:: Descrição da tarefa ::
Extraia da listagem a seguir todas as linhas em que aparece a palavra "blue".

▼▼▼

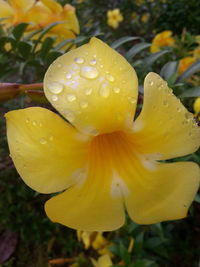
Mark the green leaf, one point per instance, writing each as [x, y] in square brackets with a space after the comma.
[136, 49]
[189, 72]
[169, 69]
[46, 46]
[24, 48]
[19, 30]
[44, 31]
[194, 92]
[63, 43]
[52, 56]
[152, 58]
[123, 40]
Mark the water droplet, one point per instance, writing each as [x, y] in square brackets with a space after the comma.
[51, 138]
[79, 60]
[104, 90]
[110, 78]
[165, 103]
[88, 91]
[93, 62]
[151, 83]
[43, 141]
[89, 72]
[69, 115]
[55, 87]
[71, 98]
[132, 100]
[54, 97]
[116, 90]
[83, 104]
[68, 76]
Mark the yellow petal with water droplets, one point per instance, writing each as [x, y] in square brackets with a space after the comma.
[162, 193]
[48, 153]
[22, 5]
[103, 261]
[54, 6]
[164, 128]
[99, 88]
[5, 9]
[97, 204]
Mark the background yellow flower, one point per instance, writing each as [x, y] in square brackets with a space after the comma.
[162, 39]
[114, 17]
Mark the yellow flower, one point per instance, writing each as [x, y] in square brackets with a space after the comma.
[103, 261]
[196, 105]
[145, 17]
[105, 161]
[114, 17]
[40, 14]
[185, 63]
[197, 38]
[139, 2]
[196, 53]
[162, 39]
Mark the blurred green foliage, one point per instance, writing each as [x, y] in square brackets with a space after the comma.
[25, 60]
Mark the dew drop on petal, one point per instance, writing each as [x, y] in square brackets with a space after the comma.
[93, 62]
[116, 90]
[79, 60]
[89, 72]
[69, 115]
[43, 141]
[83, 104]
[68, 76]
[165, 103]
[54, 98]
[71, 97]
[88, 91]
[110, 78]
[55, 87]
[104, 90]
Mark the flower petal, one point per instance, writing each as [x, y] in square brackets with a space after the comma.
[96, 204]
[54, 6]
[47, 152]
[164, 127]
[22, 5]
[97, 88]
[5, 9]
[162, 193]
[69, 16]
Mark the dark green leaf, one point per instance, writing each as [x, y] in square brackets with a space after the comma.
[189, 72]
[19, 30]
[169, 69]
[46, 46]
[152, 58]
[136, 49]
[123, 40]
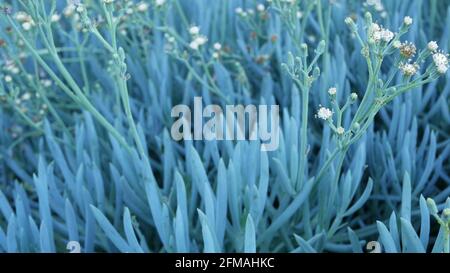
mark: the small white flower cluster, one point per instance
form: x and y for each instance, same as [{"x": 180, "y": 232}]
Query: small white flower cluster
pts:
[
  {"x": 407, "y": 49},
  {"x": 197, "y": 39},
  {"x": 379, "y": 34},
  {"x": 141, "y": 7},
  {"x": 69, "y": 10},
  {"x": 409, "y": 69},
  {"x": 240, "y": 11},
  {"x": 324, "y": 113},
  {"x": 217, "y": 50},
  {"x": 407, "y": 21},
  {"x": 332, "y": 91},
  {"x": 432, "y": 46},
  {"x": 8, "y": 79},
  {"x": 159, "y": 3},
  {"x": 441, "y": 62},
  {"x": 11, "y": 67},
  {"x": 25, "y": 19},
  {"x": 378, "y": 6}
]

▲▲▲
▼▼▼

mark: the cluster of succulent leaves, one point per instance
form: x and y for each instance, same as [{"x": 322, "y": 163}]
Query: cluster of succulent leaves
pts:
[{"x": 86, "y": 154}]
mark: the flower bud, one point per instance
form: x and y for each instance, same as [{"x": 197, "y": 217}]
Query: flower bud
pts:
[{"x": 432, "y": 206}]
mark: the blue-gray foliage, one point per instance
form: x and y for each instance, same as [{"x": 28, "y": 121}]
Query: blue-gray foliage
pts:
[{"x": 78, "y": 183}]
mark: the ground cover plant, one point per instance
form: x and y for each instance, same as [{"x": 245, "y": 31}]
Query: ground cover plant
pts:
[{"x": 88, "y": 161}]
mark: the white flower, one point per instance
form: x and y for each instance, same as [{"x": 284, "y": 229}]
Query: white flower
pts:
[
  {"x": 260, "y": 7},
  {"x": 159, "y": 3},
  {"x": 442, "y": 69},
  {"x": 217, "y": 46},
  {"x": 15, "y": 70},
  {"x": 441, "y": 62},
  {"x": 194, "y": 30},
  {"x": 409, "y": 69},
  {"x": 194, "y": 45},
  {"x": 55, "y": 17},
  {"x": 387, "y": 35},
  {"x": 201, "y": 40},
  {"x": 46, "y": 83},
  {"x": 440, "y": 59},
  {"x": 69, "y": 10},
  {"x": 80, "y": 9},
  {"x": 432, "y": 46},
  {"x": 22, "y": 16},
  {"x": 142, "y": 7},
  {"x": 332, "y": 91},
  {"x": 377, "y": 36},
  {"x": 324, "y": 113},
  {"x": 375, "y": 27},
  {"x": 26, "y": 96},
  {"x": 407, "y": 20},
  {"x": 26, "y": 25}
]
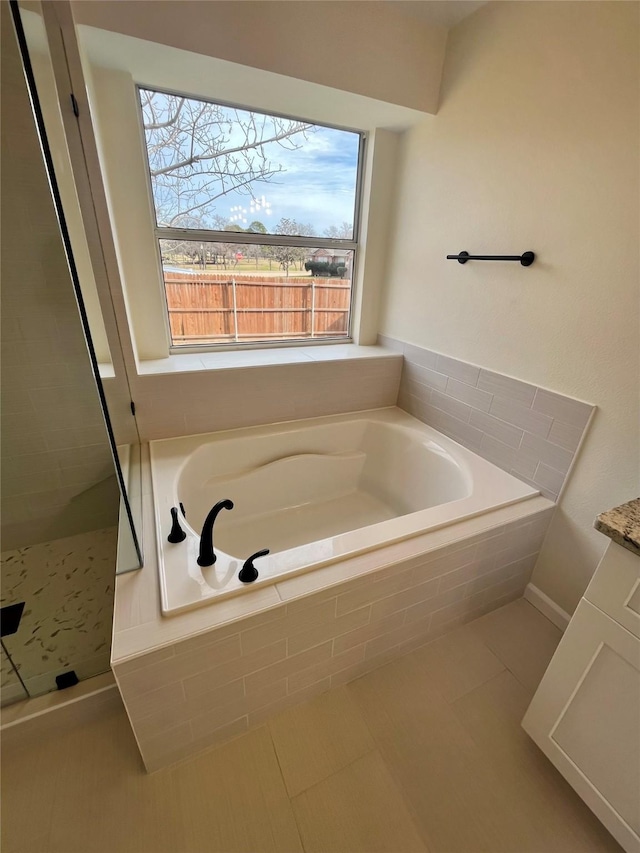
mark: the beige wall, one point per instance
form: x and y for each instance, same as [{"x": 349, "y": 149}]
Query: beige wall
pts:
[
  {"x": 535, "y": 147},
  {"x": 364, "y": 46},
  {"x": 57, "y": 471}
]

▲▲▲

:: Resolução do problema ::
mark: the blue-gray foliage, one point per instance
Query: blue-gray foliage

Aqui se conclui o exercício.